Text extract:
┌──

Elections and Voting

On Tuesday, the principal presidential opposition candidate, Raila Odinga of the National Super Alliance (NASA), announced that he would no longer participate in the rescheduled October 26 elections. According to him, “there is no intention from the IEBC [Independent Elections and Boundaries Commission] to make sure that the irregularities and illegalities witnessed before do not happen again.” Therefore, he contends that, “the election scheduled for 28 October will be worse than the previous one.” Among other demands, amounting to an overhaul of the election machinery, Odinga wants the IEBC chairman Ezra Chiloba and other officials to be fired, that the company that prints the ballot papers be changed, and that a new technology provider be appointed. Such changes take time and are complicated by IEBC contractual obligations to the companies involved, all of which are foreign. Odinga argues that the elections should be postponed for at least 90 days to allow these changes to be made. He is also saying that his withdrawal means that “the election scheduled for 26 October stands cancelled.” He is saying that the IEBC must begin the entire election process anew, including fresh nominations. 

Uhuru Kenyatta, incumbent president and the ostensible victor of the August 8 election, is insisting that the October 26 elections go ahead. Some in Kenyatta’s Jubilee Party are saying that with Odinga’s withdrawal, Kenyatta should immediately be sworn in now that the election planned for October 26 is no longer required.

└──

Data provided:
┌──

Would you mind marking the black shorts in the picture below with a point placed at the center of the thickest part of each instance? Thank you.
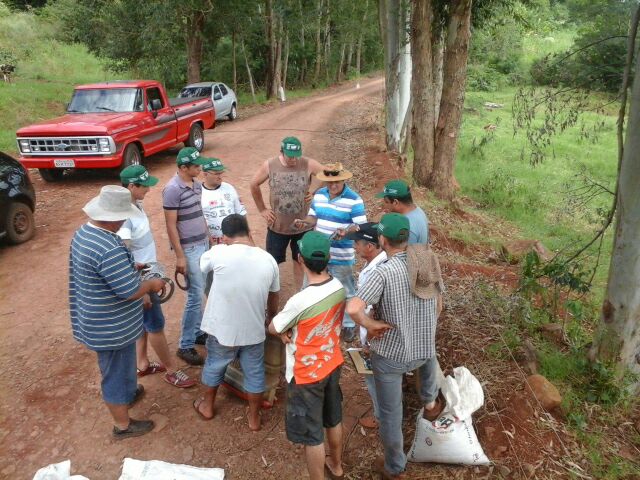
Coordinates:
(311, 407)
(277, 245)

└──

Your objective:
Quote the "Elections and Voting" text above word for word. Begin at the words "Uhuru Kenyatta, incumbent" and stop after the words "no longer required.".

Result of this exercise:
Uhuru Kenyatta, incumbent president and the ostensible victor of the August 8 election, is insisting that the October 26 elections go ahead. Some in Kenyatta’s Jubilee Party are saying that with Odinga’s withdrawal, Kenyatta should immediately be sworn in now that the election planned for October 26 is no longer required.